• **Prompt**: The entries below are to be repeated exactly as they stand.

• **Point annotation dataset records**:
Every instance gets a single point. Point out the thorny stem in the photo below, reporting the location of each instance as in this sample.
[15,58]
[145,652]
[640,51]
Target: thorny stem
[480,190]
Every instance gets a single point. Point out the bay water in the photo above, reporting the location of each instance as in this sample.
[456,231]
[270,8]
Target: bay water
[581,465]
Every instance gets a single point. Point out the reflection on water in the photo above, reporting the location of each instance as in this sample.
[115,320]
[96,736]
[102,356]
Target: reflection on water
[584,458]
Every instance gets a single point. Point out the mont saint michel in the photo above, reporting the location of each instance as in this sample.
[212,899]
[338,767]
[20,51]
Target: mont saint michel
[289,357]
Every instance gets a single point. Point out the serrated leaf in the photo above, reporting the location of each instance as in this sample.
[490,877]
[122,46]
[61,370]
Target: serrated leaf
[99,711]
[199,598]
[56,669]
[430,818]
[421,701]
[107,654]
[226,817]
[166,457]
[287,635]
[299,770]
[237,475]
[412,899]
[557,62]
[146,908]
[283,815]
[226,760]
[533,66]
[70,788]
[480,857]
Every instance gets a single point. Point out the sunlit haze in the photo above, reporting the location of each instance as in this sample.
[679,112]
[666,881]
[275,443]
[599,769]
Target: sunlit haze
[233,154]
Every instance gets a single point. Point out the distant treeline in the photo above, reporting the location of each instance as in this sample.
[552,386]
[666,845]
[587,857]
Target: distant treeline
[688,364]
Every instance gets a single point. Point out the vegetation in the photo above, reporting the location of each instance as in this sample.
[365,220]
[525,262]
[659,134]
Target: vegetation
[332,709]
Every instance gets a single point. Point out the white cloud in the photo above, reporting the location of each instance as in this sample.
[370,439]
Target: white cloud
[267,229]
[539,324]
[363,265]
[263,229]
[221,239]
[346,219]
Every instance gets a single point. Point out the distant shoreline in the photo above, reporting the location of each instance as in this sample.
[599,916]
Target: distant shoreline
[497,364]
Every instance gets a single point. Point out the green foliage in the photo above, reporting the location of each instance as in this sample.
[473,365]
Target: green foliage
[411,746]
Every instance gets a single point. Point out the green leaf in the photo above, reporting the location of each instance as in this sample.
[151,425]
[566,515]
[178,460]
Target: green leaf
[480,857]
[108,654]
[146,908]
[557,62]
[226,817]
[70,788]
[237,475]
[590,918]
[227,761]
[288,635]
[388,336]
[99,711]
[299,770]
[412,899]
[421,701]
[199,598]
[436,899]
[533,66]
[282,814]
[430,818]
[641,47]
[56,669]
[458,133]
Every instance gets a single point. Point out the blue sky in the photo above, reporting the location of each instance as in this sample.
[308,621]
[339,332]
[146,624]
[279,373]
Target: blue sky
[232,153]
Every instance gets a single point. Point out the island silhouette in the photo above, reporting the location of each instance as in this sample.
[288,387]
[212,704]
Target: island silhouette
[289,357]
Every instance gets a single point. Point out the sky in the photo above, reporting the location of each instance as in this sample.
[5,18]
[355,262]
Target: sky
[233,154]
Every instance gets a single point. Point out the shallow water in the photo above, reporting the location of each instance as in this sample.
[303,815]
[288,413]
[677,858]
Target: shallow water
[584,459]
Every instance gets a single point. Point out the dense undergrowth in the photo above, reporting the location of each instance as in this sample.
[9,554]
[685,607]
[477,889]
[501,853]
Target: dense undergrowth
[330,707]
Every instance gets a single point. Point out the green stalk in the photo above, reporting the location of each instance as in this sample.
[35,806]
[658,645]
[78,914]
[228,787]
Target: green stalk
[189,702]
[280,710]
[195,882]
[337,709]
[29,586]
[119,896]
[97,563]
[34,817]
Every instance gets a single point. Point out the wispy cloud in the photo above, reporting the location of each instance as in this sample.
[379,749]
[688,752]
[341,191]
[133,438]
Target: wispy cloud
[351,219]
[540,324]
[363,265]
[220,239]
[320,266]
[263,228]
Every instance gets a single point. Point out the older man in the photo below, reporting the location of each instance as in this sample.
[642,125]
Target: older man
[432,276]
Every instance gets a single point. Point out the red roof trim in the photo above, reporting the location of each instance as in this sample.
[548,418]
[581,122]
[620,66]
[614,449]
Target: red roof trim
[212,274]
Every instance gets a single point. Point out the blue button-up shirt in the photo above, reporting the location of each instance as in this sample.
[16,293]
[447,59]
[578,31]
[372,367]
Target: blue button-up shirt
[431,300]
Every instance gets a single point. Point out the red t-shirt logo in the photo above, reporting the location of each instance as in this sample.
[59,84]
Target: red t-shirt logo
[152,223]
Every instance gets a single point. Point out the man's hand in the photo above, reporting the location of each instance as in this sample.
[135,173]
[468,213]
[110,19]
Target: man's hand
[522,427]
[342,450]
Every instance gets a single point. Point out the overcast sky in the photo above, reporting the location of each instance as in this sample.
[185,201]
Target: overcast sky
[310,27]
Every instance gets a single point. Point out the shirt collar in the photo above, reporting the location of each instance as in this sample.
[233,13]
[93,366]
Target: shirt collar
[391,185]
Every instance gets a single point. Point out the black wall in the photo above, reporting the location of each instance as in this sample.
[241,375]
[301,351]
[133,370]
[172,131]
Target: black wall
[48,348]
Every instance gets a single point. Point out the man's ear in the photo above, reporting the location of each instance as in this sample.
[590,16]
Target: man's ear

• **Complete output**:
Every instance gets a single point. Point out the thorny stem in the photo below, reporting the location of each instance as in this sample.
[15,58]
[145,652]
[640,51]
Target: thorny stem
[480,190]
Every instance gets a single point. Point out the bay water in the photo above, reporting the location of each instance as in this sample.
[456,231]
[270,8]
Target: bay water
[581,465]
Every instance gets a single point. Point out the reflection on water in the photo above, reporting the location of each instance as in this sample.
[115,320]
[96,736]
[102,356]
Target: reflection on water
[584,458]
Every instance gets a single point. Point out the mont saint michel in the photo above, reporting the location of each instance as in this sample.
[212,899]
[338,767]
[20,51]
Target: mont saint michel
[289,357]
Every instance gets a single point. Point out the serrated leaf in the photo above, reporting the location of each instance as in this sample.
[490,877]
[122,46]
[61,370]
Target: serrated leaf
[99,711]
[199,598]
[56,669]
[430,818]
[421,701]
[107,654]
[226,817]
[166,457]
[287,635]
[299,770]
[237,475]
[412,899]
[557,62]
[146,908]
[283,815]
[226,760]
[533,66]
[70,788]
[480,857]
Every instance gets a single point. Point out the sunlit haze in the photo above, reporting the location of each instance as in this sample.
[679,112]
[666,881]
[275,443]
[599,769]
Target: sunlit haze
[233,154]
Every instance gets a single point. Point out the distant treeline in the photo above, reporting the location of each instance as in this sample.
[552,386]
[666,845]
[587,857]
Target: distant treeline
[688,364]
Every instance gets a single point. Point out the vegetation in the photo above, reporting the location of each instance as in this sample.
[365,220]
[525,262]
[659,134]
Target: vegetation
[332,709]
Every instance gets a single point. Point out the white cloud in the photo above, reporting the location of each instance as in this sample.
[370,439]
Target: white cloud
[267,229]
[539,324]
[363,265]
[263,229]
[221,239]
[346,219]
Every instance gets a single point. Point out the distant shoreline in the photo above, reporting the location of each instance as in this sample.
[599,916]
Target: distant shoreline
[497,364]
Every instance gets a single point. Point out the green foliage in the photo above, reporting the location of each instance as in this sample.
[473,365]
Target: green foliage
[411,746]
Every instance gets a single point. Point out the green leaf in the photo above, reporting the location of each instance as in this sample.
[151,425]
[566,515]
[178,460]
Target: green leaf
[480,857]
[108,654]
[146,908]
[557,62]
[226,817]
[70,788]
[237,475]
[590,918]
[227,761]
[288,635]
[388,336]
[99,711]
[299,770]
[412,899]
[421,701]
[199,598]
[436,899]
[533,66]
[282,814]
[430,818]
[641,47]
[56,669]
[458,133]
Every instance gets a single point. Point out the blue sky in the photo above, reporting the location of each instance as in this sample.
[308,621]
[339,332]
[146,624]
[279,373]
Target: blue sky
[232,153]
Every instance gets a single point. Point out the island silhouette in the photo above, reporting the location of each instance as in this sample.
[288,387]
[212,704]
Target: island silhouette
[289,357]
Every instance gets a single point. Point out the sky in the photo above, reporting the location of each instance as in this sample.
[5,18]
[355,262]
Target: sky
[233,154]
Every instance gets a single point. Point out the shallow water in the photo above, reporting the location of each instance as in this sample.
[303,815]
[288,413]
[677,858]
Target: shallow water
[584,459]
Every instance gets a single point. Point out the dense undergrowth in the photo above, reporting the location of each instance as in this sample.
[9,554]
[685,607]
[477,889]
[501,853]
Target: dense undergrowth
[330,707]
Every instance gets a single point. Point out the green stalk in the photo above, reporting the location of each instance as in this sample.
[35,806]
[658,645]
[78,914]
[228,787]
Target: green stalk
[189,702]
[280,710]
[195,882]
[337,709]
[29,586]
[119,896]
[97,563]
[34,817]
Every instance gets a single point. Point out the wispy cloud in the photo above, reporting the location of each instance as in this sample.
[379,749]
[688,752]
[341,191]
[133,438]
Target: wispy cloud
[351,219]
[540,324]
[363,265]
[220,239]
[320,266]
[263,228]
Every instance gets a single point. Point out the older man in the photo below, reporting the location of each instance as in this sample.
[642,125]
Target: older man
[432,276]
Every instance gets a single point. Point out the red roof trim in the photo above, reporting the location of each instance as in this sample.
[548,418]
[581,122]
[620,66]
[614,449]
Target: red roof trim
[212,274]
Every instance gets a single point. Point out the blue button-up shirt in the photo above, reporting the location of each instance as in this sample.
[16,293]
[447,59]
[578,31]
[372,367]
Target: blue button-up shirt
[431,300]
Every instance gets a single point. Point out the red t-shirt logo in the photo above, reporting the location of each instance as in this sample.
[59,84]
Target: red t-shirt logo
[152,223]
Every instance gets a single point. Point out the man's hand in the photo above, reporting the location of each instance as in this sample.
[135,173]
[468,213]
[110,19]
Target: man's hand
[522,427]
[342,450]
Every instance gets a single point. Point out the overcast sky in the photo above, reporting the location of each instance as in this sample.
[185,201]
Target: overcast sky
[310,27]
Every instance gets a single point. Point out the shirt collar in the photo above, reporting the location of each instance as in this sample.
[233,13]
[93,366]
Target: shirt collar
[391,185]
Every instance gets a single point. Point out the black wall in the photo above, reporting the location of each instance as in this sample.
[241,375]
[301,351]
[133,370]
[172,131]
Target: black wall
[48,348]
Every instance gets a single point. Point out the man's ear in the photo above, reporting the location of each instance as in this sample.
[590,16]
Target: man's ear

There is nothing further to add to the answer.